— Material provided —
>> START

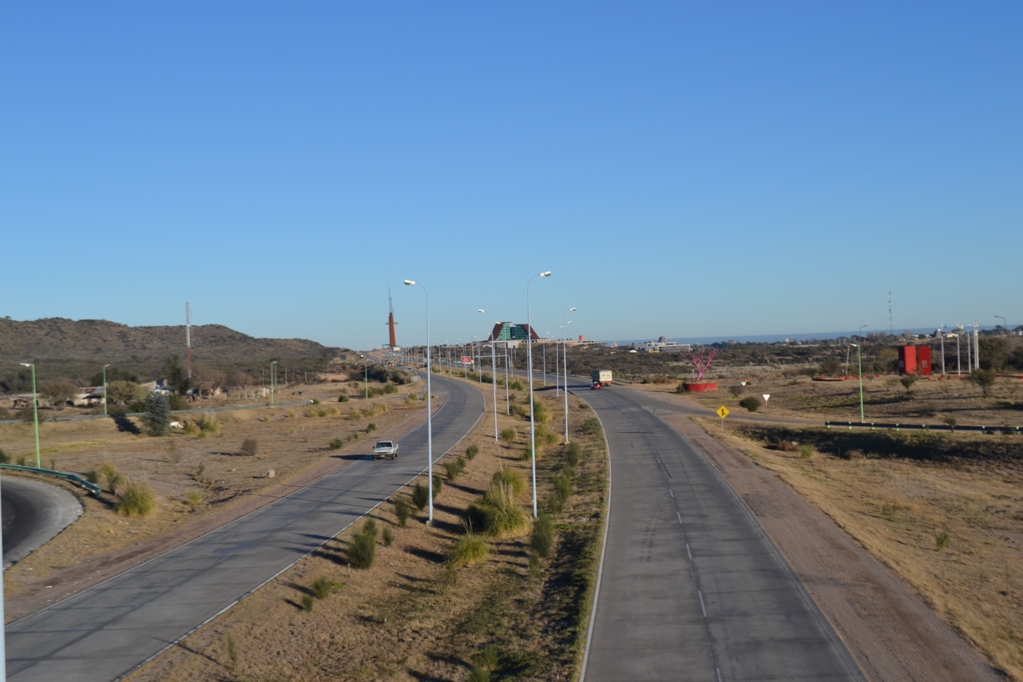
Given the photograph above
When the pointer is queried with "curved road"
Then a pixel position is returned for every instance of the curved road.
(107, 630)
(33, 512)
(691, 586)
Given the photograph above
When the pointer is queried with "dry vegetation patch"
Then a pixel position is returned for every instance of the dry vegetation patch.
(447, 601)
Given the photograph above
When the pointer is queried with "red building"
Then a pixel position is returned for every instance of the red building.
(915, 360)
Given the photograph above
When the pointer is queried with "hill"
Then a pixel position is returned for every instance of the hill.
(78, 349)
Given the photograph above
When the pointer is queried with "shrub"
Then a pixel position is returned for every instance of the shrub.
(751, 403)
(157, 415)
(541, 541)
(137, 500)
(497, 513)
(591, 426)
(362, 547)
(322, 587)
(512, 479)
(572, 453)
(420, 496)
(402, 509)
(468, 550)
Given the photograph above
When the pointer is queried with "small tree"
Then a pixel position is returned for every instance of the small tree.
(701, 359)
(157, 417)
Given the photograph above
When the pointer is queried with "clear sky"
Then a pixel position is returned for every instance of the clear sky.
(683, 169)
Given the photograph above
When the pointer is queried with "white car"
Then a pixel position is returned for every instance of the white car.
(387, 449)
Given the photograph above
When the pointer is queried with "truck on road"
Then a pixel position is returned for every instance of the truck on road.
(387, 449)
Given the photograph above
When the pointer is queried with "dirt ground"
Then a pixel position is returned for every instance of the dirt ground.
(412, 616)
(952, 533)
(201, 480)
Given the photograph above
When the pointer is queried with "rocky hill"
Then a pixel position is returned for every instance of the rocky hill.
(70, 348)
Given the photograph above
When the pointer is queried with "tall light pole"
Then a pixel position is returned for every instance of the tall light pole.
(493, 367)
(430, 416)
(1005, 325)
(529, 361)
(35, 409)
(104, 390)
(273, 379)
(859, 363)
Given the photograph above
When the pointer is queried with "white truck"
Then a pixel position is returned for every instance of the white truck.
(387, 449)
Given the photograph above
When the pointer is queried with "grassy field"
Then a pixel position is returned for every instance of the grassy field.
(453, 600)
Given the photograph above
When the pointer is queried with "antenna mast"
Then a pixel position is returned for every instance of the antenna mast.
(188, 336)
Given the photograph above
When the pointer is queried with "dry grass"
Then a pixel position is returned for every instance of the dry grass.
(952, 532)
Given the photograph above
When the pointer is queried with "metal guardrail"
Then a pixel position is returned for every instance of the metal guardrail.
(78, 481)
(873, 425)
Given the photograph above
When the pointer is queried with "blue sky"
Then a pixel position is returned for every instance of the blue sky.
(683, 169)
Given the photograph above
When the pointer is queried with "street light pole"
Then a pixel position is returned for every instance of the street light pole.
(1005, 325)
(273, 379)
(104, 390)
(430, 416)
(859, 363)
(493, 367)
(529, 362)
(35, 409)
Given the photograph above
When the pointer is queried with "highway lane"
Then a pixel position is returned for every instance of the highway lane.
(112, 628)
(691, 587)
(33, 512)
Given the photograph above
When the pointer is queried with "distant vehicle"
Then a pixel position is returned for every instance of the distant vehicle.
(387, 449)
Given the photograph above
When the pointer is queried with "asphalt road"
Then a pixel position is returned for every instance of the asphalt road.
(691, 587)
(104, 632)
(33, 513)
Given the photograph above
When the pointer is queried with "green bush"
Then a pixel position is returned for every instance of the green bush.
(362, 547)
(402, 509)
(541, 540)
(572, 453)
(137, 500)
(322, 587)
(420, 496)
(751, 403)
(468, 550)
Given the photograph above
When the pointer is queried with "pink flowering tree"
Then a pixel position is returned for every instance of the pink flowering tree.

>> END

— Requirements —
Write out all the entries exactly, except for the pictures.

— Result —
Given the photograph above
When the pointer is queried with "curved road"
Then a pixel position is returned for every instance of the curved road.
(107, 630)
(33, 512)
(691, 586)
Given the photograph above
When the pointer is queried with "dry vegetation patch"
Then a pixel position is returned for every instance of the dry vegetation patch.
(447, 601)
Given the photograph above
When the pointer is queried with "red building"
Then a pixel position is returned for every instance of the red building.
(915, 360)
Given the photograph above
When the pointer is queried with "hill"
Then a pixel position is returned for every instance of the hill.
(78, 349)
Given the photograph above
When the pointer is queried with "shrub"
Then a pixel position is returned for every instance of the shrub.
(751, 403)
(157, 415)
(541, 541)
(137, 500)
(497, 513)
(591, 426)
(362, 547)
(322, 587)
(512, 479)
(572, 453)
(420, 496)
(402, 509)
(468, 550)
Given the photograph above
When the pointer is queried with "small tree"
Then a pixel position is returned for every instance of the small tree.
(701, 359)
(157, 417)
Given the photograph above
When the pointer is queried with "clear sky"
Then a pixel position is returned for every instance of the clear sky.
(683, 169)
Given the photograph above
When the pointer is queried with "white car"
Then a pixel position is returned for every instance of the white car.
(387, 449)
Given the photograph above
When the pointer is queried with "truck on road"
Then a pixel position is returned for every instance of the truck on road.
(387, 449)
Given the photograph above
When the pointer is queried with "dirt ground"
Then a pixel position is returned for every instance of the dirt ground.
(412, 616)
(952, 533)
(201, 480)
Given the photograph above
When the pointer is queried with "rocky hill"
Then a pixel position is returned for every instance of the rocky hill.
(70, 348)
Given the photograph above
When the pointer is queried with "tall light pole"
Then a pixel position is returned for every instance of the tall light pole.
(493, 367)
(430, 416)
(1005, 325)
(529, 361)
(35, 409)
(104, 390)
(273, 379)
(859, 363)
Given the photograph above
When the pointer is queried with "white truck"
Then a pixel position is returned for every instance of the white truck.
(387, 449)
Given the photograph above
When the pointer is queried with "grassy field"
Then a pixel position is returned for every instance of the grassy field.
(453, 600)
Given the photograph above
When the pointer is queried with "antenna mast"
Then a pixel position is returned for every instance of the antenna mast.
(188, 336)
Given the photograph above
When the pointer is queried with "dry grass"
Then a pixel position is returned for every instance of the dry grass.
(952, 532)
Given the photograph above
When the pointer is queried with "metal guardrail"
Then a pixel position is returned for every instance of the metal guardrail.
(78, 481)
(873, 425)
Given the photograph above
When the pointer is queried with "blue sky"
Then a pixel position is returned for every instance of the blue sky.
(683, 169)
Given the photograph above
When the pointer is queried with "street light pole"
Then a pixel position is returned for every instance of the street light pole.
(1005, 325)
(273, 379)
(104, 390)
(430, 416)
(859, 363)
(493, 367)
(529, 362)
(35, 409)
Given the photograph above
When the pointer is queried with "highway lane"
Then a pixel position is returned for every instance of the highway lane.
(112, 628)
(691, 587)
(33, 512)
Given the photograph above
When the pointer is queried with "distant vehicle"
Then a pixel position is returned for every instance of the distant vehicle.
(387, 449)
Given the photograph above
When the pointer is queried with "asphalt road"
Then a pixel position is returned for every instance of the asphalt road.
(691, 587)
(104, 632)
(33, 513)
Given the photograph above
When the pointer is queried with "green bush"
Then a pixel position is returned for every instance of the green bush.
(362, 547)
(402, 509)
(541, 540)
(572, 453)
(137, 500)
(322, 587)
(420, 496)
(751, 403)
(468, 550)
Given the photograph above
When the pointer is queried with "pink flowering tree"
Then a pixel position is returned for every instance of the pink flowering tree.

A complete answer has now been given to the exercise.